_Exercise directions_
Could you repeat the records below exactly as written?

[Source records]
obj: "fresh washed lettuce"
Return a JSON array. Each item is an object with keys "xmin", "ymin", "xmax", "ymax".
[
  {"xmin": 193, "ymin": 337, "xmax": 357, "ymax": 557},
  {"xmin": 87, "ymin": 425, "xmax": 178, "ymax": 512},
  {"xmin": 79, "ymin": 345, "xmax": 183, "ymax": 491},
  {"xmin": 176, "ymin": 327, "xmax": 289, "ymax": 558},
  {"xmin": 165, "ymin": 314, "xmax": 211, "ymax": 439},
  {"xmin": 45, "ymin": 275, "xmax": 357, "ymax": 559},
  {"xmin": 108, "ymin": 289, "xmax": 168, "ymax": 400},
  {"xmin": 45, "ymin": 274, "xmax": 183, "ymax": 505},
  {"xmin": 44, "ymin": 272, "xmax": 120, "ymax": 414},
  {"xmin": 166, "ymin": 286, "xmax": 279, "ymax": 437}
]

_Solved problem_
obj: "fresh washed lettuce"
Return a JSON array. Each item is an object with keys "xmin", "ymin", "xmax", "ymax".
[
  {"xmin": 193, "ymin": 337, "xmax": 357, "ymax": 557},
  {"xmin": 87, "ymin": 425, "xmax": 178, "ymax": 512},
  {"xmin": 79, "ymin": 345, "xmax": 183, "ymax": 491},
  {"xmin": 176, "ymin": 327, "xmax": 289, "ymax": 558},
  {"xmin": 165, "ymin": 314, "xmax": 211, "ymax": 439},
  {"xmin": 45, "ymin": 275, "xmax": 357, "ymax": 559},
  {"xmin": 108, "ymin": 289, "xmax": 168, "ymax": 400},
  {"xmin": 45, "ymin": 274, "xmax": 183, "ymax": 505},
  {"xmin": 44, "ymin": 272, "xmax": 120, "ymax": 414},
  {"xmin": 166, "ymin": 286, "xmax": 279, "ymax": 437}
]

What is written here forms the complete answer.